Questions to answer:
• A. In the discussion about kicking out a child, why does the first paragraph say this is hard for a parent to actually do? Answer in one to three sentences.
• B. Continue the discussion about kicking out a child from the point where it stops.

Study text:
== Segment start ==

It's easy to tell someone else to kick out their child, but as a parent...it's hard to actually do if you love your kids. You don't want to enable, but you worry that kicking them out might result in really dire consequences -- homelessness, or worse.
Anonymous
Anonymous wrote:
Anonymous wrote:It's a very hard call to make unless you're in the situation. People will say kick the person out since they're not contributing; other people will say how could you be so heartless--depression is an illness and it can't be controlled.

For me, the line is a willingness to seek treatment or not. The person may be sick but there is treatment and medication. To live in my house and not contribute, you have to contribute by helping yourself.


What if they are unwilling to seek treatment or they do not see the need, you kick them out and their mental health becomes even worse. This could have disastrous consequences. For them as well as for you and the extended family.

== Segment end ==

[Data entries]
== Segment start ==

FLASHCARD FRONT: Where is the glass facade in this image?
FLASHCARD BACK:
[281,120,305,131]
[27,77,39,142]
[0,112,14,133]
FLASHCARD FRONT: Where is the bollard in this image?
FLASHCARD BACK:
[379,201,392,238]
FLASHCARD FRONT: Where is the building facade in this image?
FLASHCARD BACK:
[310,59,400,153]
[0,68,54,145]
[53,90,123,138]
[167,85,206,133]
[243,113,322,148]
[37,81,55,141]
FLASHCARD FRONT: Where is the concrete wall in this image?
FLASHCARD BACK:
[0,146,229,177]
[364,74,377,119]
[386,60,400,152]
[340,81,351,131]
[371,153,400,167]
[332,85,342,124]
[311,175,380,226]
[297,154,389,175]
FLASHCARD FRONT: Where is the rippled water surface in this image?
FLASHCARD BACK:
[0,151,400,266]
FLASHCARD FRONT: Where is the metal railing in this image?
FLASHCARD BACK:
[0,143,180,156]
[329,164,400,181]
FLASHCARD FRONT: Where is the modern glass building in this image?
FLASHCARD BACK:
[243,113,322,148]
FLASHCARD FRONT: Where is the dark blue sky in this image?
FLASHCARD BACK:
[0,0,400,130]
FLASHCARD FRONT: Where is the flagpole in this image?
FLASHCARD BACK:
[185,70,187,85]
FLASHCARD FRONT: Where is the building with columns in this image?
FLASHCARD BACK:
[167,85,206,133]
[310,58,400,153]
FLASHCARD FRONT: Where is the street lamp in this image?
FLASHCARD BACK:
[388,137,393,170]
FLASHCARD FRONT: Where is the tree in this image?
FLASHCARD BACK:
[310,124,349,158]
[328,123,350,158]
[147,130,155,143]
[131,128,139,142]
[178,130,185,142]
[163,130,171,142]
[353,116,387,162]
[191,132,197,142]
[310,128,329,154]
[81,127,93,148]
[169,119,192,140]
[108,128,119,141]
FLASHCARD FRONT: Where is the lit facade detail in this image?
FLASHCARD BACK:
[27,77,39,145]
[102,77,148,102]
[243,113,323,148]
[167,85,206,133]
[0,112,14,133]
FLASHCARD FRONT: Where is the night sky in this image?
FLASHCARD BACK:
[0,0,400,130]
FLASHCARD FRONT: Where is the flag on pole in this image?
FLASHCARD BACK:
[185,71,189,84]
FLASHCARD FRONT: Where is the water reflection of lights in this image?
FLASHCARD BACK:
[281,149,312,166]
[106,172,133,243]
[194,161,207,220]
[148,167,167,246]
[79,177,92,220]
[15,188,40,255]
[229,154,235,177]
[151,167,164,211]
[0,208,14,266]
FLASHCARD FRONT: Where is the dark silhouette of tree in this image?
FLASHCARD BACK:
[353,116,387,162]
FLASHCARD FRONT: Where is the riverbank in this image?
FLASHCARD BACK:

== Segment end ==

Activity answers:
• A. A parent who loves their kids worries that kicking them out could lead to dire consequences, such as homelessness or worse. Even though the parent doesn't want to enable the child, that fear makes the step hard to take.

• B.
Right. Also as somebody who has experienced major, life-threatening depression, I know just how hard it is to get treatment. It isn’t like seeing a doctor for knee pain. Mental health treatment is complex and often doesn’t even work. People say “get therapy” without even realizing how difficult it is to find a therapist when you have crippling depression.

If somebody had severe depression I would treat it like any other severe illness and I would never kick them out.

If I felt like I was enabling the depression by making their life too easy, I would help them to find other arrangements.
Anonymous
Anonymous wrote:
Anonymous wrote:Substitute “depression” for “cancer.” Keep everything else in the post the same. How would you answer, OP and others?


So, the person is refusing cancer treatment, but is presumably creating a situation in which the parents must take care of the person...until they die?

I think the refusing treatment is the key element in this discussion, regardless of the disease in question.


Well, in that first scenario, would you really kick out the kid?

Also, getting treatment for cancer is much, much easier than getting treatment for depression.
Anonymous
Anonymous wrote:
Anonymous wrote:Substitute “depression” for “cancer.” Keep everything else in the post the same. How would you answer, OP and others?


So, the person is refusing cancer treatment, but is presumably creating a situation in which the parents must take care of the person...until they die?

I think the refusing treatment is the key element in this discussion, regardless of the disease in question.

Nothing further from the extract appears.